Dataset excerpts

---

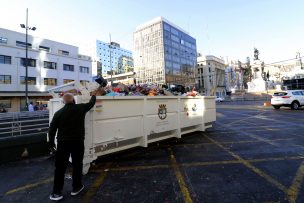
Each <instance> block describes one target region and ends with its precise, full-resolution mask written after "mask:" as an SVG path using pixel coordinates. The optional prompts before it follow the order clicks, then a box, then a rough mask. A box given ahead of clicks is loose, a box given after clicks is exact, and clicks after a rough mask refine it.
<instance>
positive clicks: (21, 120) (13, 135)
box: [0, 111, 49, 140]
mask: <svg viewBox="0 0 304 203" xmlns="http://www.w3.org/2000/svg"><path fill="white" fill-rule="evenodd" d="M48 128H49V112H48V111H35V112H14V113H0V140H1V139H6V138H9V137H17V136H27V135H34V134H41V133H47V131H48Z"/></svg>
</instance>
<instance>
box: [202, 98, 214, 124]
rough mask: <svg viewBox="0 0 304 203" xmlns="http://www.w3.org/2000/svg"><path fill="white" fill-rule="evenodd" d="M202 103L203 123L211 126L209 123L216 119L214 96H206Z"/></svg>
mask: <svg viewBox="0 0 304 203" xmlns="http://www.w3.org/2000/svg"><path fill="white" fill-rule="evenodd" d="M204 105H205V112H204V123H205V125H208V126H209V127H212V125H211V123H212V122H215V121H216V105H215V100H214V97H206V98H205V99H204Z"/></svg>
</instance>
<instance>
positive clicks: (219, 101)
mask: <svg viewBox="0 0 304 203" xmlns="http://www.w3.org/2000/svg"><path fill="white" fill-rule="evenodd" d="M223 101H224V99H223V98H221V97H219V96H216V97H215V102H223Z"/></svg>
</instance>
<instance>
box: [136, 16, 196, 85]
mask: <svg viewBox="0 0 304 203" xmlns="http://www.w3.org/2000/svg"><path fill="white" fill-rule="evenodd" d="M133 40H134V43H133V45H134V67H135V72H136V77H137V82H138V83H156V84H158V85H163V84H167V85H168V84H182V85H186V86H192V85H194V84H195V66H196V40H195V39H194V38H193V37H191V36H190V35H189V34H188V32H186V31H185V30H183V29H182V28H180V27H178V26H176V25H174V24H173V23H171V22H169V21H168V20H166V19H165V18H163V17H158V18H155V19H153V20H151V21H149V22H147V23H145V24H143V25H140V26H138V27H137V28H136V31H135V32H134V37H133Z"/></svg>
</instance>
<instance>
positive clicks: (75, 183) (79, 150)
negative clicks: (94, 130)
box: [53, 141, 84, 194]
mask: <svg viewBox="0 0 304 203" xmlns="http://www.w3.org/2000/svg"><path fill="white" fill-rule="evenodd" d="M83 154H84V143H83V141H59V142H58V144H57V151H56V156H55V177H54V187H53V193H55V194H58V193H61V191H62V188H63V185H64V174H65V171H66V168H67V165H68V162H69V157H70V155H71V156H72V165H73V176H72V177H73V188H74V189H78V188H79V187H81V186H82V182H81V179H82V161H83Z"/></svg>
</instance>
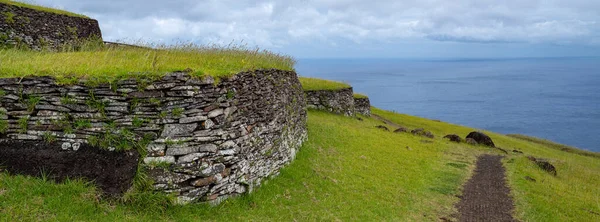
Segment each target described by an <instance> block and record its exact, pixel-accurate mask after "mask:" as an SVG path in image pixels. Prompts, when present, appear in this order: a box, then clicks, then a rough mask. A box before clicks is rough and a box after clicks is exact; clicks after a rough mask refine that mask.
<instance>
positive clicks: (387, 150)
mask: <svg viewBox="0 0 600 222" xmlns="http://www.w3.org/2000/svg"><path fill="white" fill-rule="evenodd" d="M372 111H373V113H375V114H377V115H381V116H384V117H386V118H387V119H389V120H391V121H393V122H395V123H397V124H400V125H403V126H406V127H409V128H417V127H423V128H425V129H427V130H430V131H432V132H433V133H434V134H435V135H436V138H435V139H431V140H430V139H424V138H423V137H418V136H414V135H412V134H409V133H393V132H387V131H383V130H380V129H377V128H375V126H376V125H384V123H382V122H381V121H379V120H376V119H373V118H368V117H364V118H363V119H364V121H359V120H357V119H355V118H350V117H343V116H339V115H333V114H329V113H325V112H321V111H309V112H308V133H309V139H308V141H306V142H305V144H304V145H303V146H302V148H301V150H300V152H299V153H298V156H297V157H296V160H294V161H293V162H292V163H291V164H290V165H289V166H287V167H285V168H284V169H283V170H282V172H281V174H280V175H279V176H277V177H275V178H272V179H269V180H267V181H266V182H265V183H264V185H263V186H261V187H260V188H258V189H256V190H255V192H253V193H252V194H249V195H244V196H242V197H240V198H233V199H228V200H226V201H225V202H224V203H222V204H221V205H219V206H216V207H210V206H208V205H204V204H192V205H187V206H171V205H168V206H164V205H163V204H161V203H162V202H159V204H150V203H148V202H149V201H150V200H152V198H151V197H152V196H144V195H142V196H141V197H140V199H141V200H139V201H138V202H136V201H134V202H132V203H128V204H124V203H120V202H118V201H114V200H112V201H107V200H99V199H98V197H97V192H96V191H95V190H94V189H93V187H90V186H89V185H87V184H85V183H82V182H80V181H71V182H67V183H62V184H55V183H51V182H48V181H44V180H41V179H35V178H30V177H24V176H8V175H6V174H0V221H14V220H58V221H64V220H69V221H157V220H160V221H164V220H167V221H198V220H203V221H438V220H440V218H450V217H451V215H453V214H455V213H456V210H455V209H454V207H453V206H454V204H455V203H456V202H457V201H458V200H459V199H458V198H457V197H456V196H457V195H460V192H461V191H460V187H461V186H462V184H463V183H464V182H466V180H467V179H468V178H469V176H470V175H471V172H472V170H473V167H474V163H475V160H476V156H477V155H480V154H482V153H495V154H499V152H498V151H497V150H495V149H489V148H486V147H480V146H470V145H465V144H457V143H453V142H448V141H446V140H445V139H441V137H442V136H443V135H445V134H449V133H456V134H458V135H461V136H465V135H467V134H468V133H469V132H470V131H472V130H474V129H472V128H468V127H462V126H457V125H452V124H448V123H443V122H436V121H432V120H427V119H423V118H418V117H414V116H409V115H402V114H397V113H393V112H388V111H383V110H380V109H375V108H374V109H373V110H372ZM387 127H388V128H390V129H393V127H392V126H390V125H387ZM486 133H488V134H489V135H490V136H491V137H492V138H493V139H494V142H495V143H496V144H497V145H498V146H500V147H503V148H505V149H513V148H518V149H519V150H521V151H523V152H524V153H525V155H534V156H537V157H544V158H547V159H549V160H550V161H551V162H552V163H553V164H555V165H556V166H557V168H558V177H553V176H550V175H549V174H547V173H545V172H544V171H542V170H540V169H539V168H538V167H537V166H536V165H535V164H533V163H531V162H529V161H528V160H527V159H526V157H525V155H521V154H513V153H511V154H509V155H508V156H507V158H505V159H504V165H505V166H506V168H507V177H508V182H509V186H510V187H511V188H512V189H513V191H512V193H511V194H512V195H513V196H514V198H515V201H516V205H517V206H516V207H517V208H516V212H515V216H516V217H517V218H518V219H520V220H523V221H598V219H600V218H599V216H598V215H595V214H593V213H590V212H599V211H600V204H599V203H600V200H599V198H600V197H599V196H598V195H597V194H598V193H600V181H599V179H600V161H598V160H597V159H595V158H592V157H587V156H581V155H576V154H572V153H568V152H563V151H560V150H556V149H552V148H548V147H546V146H545V145H542V144H539V143H533V142H529V141H524V140H521V139H516V138H512V137H508V136H505V135H501V134H496V133H491V132H486ZM425 140H427V141H430V142H426V141H425ZM525 176H531V177H533V178H535V179H536V180H537V182H535V183H533V182H529V181H526V180H525V179H523V177H525Z"/></svg>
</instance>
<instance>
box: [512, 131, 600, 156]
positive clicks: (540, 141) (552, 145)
mask: <svg viewBox="0 0 600 222" xmlns="http://www.w3.org/2000/svg"><path fill="white" fill-rule="evenodd" d="M507 136H509V137H514V138H517V139H522V140H526V141H529V142H533V143H538V144H540V145H544V146H546V147H550V148H553V149H557V150H561V151H565V152H569V153H576V154H579V155H584V156H591V157H596V158H600V153H596V152H590V151H585V150H581V149H578V148H575V147H571V146H567V145H564V144H560V143H555V142H552V141H550V140H546V139H540V138H535V137H533V136H526V135H520V134H508V135H507Z"/></svg>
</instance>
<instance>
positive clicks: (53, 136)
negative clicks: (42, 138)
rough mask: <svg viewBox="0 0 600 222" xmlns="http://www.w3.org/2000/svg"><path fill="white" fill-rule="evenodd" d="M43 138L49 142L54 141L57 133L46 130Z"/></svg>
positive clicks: (42, 135) (42, 137)
mask: <svg viewBox="0 0 600 222" xmlns="http://www.w3.org/2000/svg"><path fill="white" fill-rule="evenodd" d="M42 138H44V141H46V142H48V143H53V142H55V141H56V135H54V134H52V133H49V132H45V133H44V134H42Z"/></svg>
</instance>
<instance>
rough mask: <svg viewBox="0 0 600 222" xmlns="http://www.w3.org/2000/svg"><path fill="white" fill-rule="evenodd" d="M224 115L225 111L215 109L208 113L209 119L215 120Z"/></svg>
mask: <svg viewBox="0 0 600 222" xmlns="http://www.w3.org/2000/svg"><path fill="white" fill-rule="evenodd" d="M223 113H224V111H223V109H215V110H213V111H210V112H209V113H208V118H215V117H217V116H220V115H223Z"/></svg>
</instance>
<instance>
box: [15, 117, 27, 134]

---

Instructions to follow: Your answer should consist of the lines above that hold the word "negative".

Written response:
negative clicks: (94, 130)
negative clicks: (42, 138)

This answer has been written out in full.